Any robust throughput search algorithm needs to decide how to continue the search in presence of such inconsistencies. Definitions of throughput in [RFC1242] and [RFC2544] are not specific enough to imply a unique way of handling such inconsistencies.

Ideally, there will be a definition of a quantity which both generalizes throughput for non-zero-loss (and other possible repeatibility enhancements), while being precise enough to force a specific way to resolve trial inconsistencies. But until such definition is agreed upon, the correct way to handle inconsistent trial results remains an open problem.

3. MLRsearch Approach

The following description intentionally leaves out some important implementation details. This is both to hide complexity that is not important for overall understanding, and to allow future improvements in the implementation.

3.1. Terminology

  • trial duration: Amount of time over which frames are transmitted towards SUT and DUT in a single measurement step.

    • MLRsearch input parameter for final MLRsearch measurements.
####
| INSTRUCTION 1 |
How does the MLRsearch text define trial duration?
| INSTRUCTION 2 |
Write out the section of the MLRsearch text starting with "Ideally, there will" and going on through "single measurement step.".
Base your work only on the MLRsearch text.

| DATA |
####
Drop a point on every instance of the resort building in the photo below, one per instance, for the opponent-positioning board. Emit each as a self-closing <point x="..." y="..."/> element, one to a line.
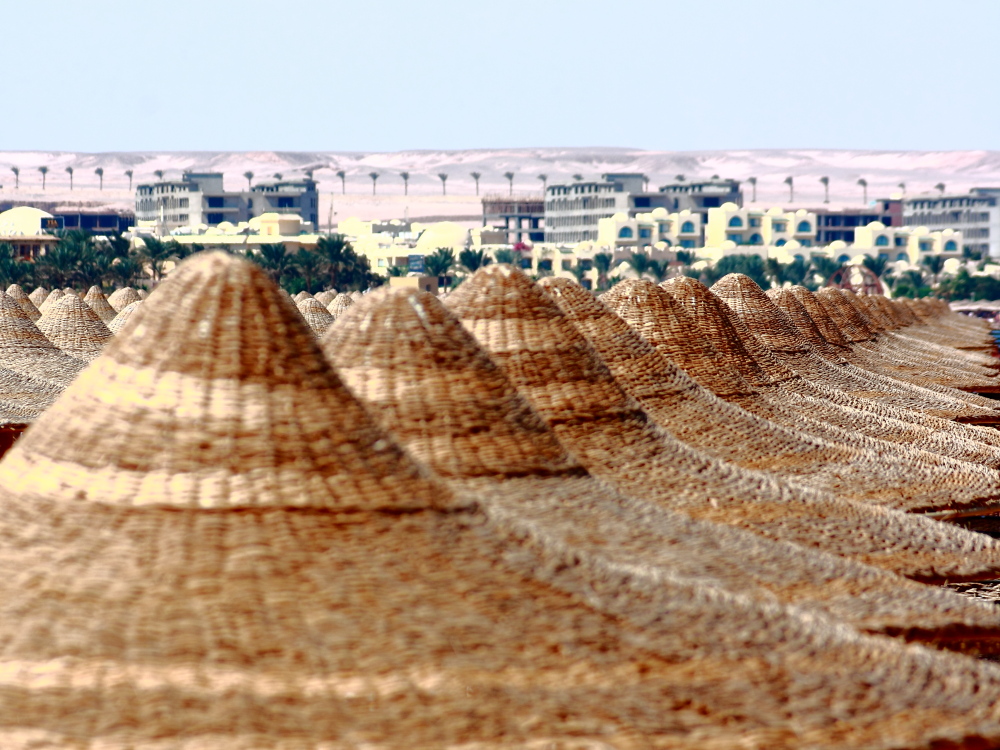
<point x="200" y="199"/>
<point x="976" y="214"/>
####
| WRITTEN SOLUTION 1 |
It is the amount of time over which frames are transmitted towards SUT and DUT in a single measurement step.

| WRITTEN SOLUTION 2 |
Ideally, there will be a definition of a quantity which both generalizes throughput for non-zero-loss (and other possible repeatibility enhancements), while being precise enough to force a specific way to resolve trial inconsistencies. But until such definition is agreed upon, the correct way to handle inconsistent trial results remains an open problem.

3. MLRsearch Approach

The following description intentionally leaves out some important implementation details. This is both to hide complexity that is not important for overall understanding, and to allow future improvements in the implementation.

3.1. Terminology

  • trial duration: Amount of time over which frames are transmitted towards SUT and DUT in a single measurement step.